**Problem details:** Count the lines in the entries below that contain the word "sleeveless", treating uppercase and lowercase as different. Reply with the number alone.
%%
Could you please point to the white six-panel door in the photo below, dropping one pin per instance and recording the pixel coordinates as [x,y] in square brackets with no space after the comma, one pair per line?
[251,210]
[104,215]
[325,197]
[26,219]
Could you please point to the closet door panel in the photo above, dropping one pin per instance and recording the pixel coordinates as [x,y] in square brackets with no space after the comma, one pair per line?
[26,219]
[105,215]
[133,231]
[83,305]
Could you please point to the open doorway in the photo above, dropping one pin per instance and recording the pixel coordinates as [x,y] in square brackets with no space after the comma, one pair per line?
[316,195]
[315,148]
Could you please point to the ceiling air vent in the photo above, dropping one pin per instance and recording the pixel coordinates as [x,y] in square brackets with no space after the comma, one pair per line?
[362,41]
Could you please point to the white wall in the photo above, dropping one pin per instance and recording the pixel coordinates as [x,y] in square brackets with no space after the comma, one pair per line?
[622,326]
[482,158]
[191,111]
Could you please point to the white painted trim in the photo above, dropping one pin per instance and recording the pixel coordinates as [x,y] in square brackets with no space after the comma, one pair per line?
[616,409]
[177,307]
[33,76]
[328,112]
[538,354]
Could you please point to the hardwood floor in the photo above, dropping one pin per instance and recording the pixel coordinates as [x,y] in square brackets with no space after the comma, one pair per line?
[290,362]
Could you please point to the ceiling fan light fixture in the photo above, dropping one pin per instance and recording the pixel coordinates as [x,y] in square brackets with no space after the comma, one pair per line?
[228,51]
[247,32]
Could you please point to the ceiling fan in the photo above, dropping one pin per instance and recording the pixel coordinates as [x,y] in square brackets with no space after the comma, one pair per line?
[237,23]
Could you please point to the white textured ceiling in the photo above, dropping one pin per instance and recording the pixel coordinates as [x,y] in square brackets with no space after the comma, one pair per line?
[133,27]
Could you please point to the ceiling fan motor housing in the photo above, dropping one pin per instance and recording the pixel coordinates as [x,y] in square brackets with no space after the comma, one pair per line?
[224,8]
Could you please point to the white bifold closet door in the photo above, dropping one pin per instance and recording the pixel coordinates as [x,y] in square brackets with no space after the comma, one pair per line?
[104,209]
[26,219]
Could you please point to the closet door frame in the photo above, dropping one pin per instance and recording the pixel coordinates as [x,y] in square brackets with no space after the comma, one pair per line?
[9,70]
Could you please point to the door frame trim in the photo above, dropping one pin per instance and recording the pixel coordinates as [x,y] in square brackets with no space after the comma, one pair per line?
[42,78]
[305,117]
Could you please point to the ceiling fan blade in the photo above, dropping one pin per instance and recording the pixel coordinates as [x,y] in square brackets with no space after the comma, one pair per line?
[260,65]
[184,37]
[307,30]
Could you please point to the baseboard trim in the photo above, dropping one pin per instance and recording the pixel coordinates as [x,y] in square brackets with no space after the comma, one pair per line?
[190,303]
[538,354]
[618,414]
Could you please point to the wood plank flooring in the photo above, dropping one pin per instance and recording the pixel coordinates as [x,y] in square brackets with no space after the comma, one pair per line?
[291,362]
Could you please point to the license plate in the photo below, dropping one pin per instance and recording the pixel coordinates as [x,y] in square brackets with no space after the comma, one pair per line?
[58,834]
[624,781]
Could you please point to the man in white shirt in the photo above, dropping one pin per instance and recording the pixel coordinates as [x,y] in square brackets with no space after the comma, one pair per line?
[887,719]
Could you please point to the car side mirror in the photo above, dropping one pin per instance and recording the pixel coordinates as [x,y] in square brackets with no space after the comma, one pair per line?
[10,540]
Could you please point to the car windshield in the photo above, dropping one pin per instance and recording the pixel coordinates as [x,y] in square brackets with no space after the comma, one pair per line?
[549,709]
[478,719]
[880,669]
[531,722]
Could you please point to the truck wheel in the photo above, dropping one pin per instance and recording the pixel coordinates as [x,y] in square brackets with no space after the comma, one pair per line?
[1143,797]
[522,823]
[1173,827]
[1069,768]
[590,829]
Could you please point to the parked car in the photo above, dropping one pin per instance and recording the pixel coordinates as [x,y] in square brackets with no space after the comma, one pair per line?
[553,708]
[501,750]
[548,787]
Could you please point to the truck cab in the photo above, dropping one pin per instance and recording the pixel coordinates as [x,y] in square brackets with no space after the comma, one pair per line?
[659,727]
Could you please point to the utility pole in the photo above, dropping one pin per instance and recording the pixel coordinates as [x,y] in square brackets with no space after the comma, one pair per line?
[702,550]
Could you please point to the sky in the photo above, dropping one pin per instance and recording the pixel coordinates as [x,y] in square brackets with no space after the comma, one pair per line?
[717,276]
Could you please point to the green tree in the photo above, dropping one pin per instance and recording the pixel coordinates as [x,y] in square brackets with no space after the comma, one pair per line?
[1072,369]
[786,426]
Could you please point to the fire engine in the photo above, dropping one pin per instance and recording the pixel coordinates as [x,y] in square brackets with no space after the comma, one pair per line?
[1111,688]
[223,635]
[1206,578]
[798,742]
%%
%%
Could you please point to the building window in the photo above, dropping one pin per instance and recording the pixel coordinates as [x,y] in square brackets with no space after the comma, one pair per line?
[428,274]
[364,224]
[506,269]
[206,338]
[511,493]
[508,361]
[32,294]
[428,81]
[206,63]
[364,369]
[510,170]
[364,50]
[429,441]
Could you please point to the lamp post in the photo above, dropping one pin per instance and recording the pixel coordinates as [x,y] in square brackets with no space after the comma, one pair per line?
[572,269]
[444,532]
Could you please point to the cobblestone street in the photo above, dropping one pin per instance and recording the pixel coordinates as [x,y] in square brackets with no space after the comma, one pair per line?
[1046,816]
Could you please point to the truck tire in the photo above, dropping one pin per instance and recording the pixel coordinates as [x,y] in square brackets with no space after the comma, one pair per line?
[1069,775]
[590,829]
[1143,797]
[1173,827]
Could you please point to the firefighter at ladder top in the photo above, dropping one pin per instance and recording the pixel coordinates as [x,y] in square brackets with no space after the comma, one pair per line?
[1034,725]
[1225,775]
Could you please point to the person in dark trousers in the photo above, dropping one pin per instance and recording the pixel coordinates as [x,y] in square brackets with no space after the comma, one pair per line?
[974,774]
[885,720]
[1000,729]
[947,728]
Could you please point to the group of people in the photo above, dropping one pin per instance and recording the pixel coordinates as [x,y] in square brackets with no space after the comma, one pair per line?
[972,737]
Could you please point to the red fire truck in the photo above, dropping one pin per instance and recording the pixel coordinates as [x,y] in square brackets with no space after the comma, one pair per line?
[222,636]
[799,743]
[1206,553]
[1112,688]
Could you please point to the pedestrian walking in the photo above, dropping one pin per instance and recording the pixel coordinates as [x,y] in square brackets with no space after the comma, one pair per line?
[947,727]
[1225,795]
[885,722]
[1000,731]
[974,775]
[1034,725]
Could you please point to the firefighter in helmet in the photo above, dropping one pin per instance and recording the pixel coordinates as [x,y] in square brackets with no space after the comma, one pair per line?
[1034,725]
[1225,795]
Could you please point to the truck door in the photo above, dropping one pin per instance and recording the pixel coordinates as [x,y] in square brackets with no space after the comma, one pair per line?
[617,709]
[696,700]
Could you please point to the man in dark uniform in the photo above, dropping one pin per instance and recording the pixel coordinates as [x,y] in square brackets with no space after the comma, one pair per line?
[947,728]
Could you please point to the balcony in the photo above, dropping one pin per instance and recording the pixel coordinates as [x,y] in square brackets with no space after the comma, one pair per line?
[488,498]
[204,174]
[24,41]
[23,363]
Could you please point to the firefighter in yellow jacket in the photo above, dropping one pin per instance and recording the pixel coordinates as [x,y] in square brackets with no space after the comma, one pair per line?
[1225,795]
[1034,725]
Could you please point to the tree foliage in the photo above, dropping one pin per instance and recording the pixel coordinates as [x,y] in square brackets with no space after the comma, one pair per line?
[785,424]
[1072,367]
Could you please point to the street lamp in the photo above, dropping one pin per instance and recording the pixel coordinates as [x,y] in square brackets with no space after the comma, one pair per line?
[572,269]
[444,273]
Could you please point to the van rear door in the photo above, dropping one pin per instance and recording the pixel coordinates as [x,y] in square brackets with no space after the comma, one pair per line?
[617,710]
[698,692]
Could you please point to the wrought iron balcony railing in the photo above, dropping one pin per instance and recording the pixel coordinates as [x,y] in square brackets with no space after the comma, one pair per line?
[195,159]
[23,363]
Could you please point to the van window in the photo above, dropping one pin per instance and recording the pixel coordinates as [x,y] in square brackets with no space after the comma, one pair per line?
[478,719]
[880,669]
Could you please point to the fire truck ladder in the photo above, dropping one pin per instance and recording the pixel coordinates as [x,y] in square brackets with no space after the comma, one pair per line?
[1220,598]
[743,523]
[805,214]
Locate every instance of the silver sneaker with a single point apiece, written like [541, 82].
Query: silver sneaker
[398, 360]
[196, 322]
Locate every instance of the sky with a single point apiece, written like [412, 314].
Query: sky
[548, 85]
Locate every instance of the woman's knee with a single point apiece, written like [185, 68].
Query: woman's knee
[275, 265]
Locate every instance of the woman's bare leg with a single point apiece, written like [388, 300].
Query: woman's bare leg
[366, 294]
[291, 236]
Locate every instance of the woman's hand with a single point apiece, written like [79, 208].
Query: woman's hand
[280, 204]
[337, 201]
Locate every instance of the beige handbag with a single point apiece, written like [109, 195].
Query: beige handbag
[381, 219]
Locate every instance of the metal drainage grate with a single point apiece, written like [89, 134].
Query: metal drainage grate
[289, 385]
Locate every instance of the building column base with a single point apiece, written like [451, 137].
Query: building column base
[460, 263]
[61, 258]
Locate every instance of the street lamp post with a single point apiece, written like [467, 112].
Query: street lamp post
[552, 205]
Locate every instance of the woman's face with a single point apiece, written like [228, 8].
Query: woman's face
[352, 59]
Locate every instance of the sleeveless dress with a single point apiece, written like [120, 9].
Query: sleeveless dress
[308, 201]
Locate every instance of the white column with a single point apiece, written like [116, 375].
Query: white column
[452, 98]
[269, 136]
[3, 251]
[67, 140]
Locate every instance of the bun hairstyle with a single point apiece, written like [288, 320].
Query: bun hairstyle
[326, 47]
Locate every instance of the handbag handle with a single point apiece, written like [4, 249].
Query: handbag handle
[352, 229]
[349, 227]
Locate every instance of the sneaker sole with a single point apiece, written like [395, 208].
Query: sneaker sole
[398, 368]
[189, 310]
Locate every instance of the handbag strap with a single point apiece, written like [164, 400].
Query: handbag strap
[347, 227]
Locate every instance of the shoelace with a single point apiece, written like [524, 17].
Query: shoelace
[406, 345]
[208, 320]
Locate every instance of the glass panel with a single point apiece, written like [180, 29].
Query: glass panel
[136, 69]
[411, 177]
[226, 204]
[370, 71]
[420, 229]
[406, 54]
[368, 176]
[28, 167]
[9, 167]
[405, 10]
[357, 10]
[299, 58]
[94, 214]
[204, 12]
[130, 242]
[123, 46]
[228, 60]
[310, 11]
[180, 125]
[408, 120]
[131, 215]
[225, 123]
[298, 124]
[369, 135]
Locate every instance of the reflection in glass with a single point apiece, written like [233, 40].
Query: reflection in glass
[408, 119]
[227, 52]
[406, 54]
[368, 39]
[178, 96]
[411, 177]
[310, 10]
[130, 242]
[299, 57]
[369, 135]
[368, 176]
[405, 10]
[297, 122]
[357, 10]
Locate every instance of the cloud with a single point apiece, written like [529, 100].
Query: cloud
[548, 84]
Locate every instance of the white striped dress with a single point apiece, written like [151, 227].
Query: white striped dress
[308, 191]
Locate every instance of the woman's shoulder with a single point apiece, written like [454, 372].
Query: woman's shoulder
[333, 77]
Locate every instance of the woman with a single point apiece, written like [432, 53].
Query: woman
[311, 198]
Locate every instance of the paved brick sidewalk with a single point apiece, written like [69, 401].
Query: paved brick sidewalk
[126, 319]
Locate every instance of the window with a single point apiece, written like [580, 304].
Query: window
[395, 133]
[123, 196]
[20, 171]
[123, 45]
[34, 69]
%%
%%
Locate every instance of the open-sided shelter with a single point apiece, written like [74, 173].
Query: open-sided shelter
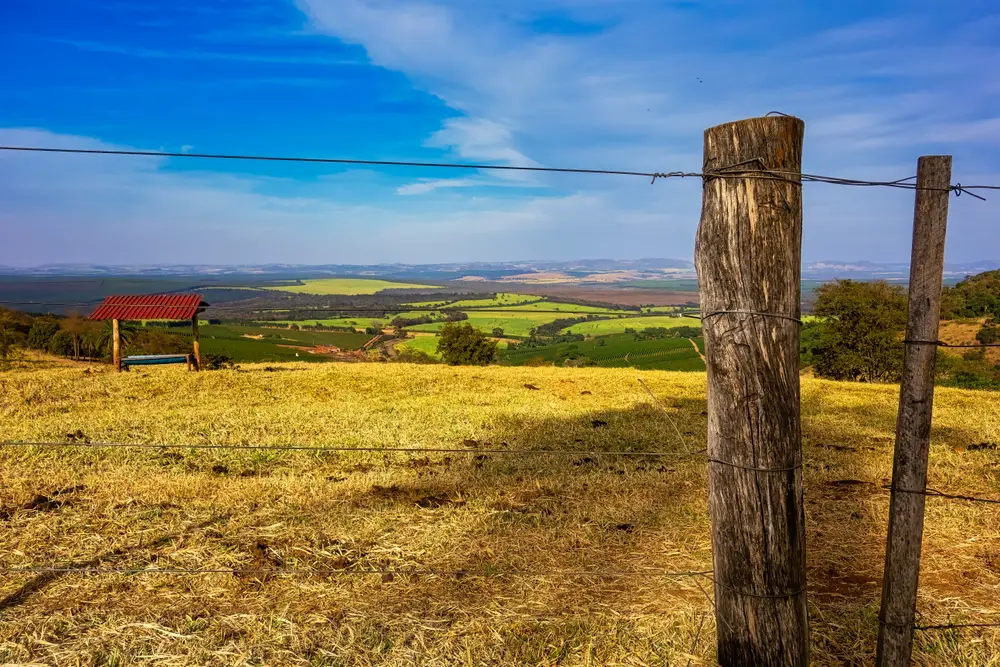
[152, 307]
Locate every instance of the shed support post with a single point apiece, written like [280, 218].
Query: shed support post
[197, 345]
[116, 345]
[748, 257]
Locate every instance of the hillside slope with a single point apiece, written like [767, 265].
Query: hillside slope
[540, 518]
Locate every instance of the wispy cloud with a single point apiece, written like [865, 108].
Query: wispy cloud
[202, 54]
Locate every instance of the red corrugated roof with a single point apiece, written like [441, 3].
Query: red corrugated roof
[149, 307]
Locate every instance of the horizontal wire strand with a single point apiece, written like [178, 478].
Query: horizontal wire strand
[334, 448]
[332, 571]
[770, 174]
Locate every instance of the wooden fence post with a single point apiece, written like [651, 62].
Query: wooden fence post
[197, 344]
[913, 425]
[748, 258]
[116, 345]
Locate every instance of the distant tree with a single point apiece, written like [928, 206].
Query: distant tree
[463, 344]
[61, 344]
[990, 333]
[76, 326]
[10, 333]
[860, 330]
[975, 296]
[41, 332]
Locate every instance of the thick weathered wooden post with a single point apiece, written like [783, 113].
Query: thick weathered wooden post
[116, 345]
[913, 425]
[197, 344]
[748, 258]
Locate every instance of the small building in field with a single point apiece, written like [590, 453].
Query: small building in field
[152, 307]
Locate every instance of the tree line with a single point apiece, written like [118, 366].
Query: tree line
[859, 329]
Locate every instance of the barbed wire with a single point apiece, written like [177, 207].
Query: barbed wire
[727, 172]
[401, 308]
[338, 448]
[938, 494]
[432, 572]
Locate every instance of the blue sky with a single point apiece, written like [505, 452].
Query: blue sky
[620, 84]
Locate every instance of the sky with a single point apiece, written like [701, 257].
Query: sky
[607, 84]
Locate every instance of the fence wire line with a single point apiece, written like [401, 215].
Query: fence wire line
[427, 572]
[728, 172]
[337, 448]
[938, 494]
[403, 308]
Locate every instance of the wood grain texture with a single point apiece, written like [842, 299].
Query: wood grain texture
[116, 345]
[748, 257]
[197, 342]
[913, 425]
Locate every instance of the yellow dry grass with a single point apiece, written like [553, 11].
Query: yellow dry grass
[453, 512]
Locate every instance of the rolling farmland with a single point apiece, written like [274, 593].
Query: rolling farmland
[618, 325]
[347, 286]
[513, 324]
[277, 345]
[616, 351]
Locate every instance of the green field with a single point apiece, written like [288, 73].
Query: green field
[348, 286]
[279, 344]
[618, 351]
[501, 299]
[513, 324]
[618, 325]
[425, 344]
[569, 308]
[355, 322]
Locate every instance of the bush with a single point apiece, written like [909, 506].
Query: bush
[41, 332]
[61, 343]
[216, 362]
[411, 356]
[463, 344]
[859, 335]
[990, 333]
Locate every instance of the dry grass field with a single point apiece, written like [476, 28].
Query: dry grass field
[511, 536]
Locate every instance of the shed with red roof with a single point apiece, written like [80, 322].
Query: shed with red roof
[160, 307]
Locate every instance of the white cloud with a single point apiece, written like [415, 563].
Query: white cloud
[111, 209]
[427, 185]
%%
**Solution to this exercise:** 2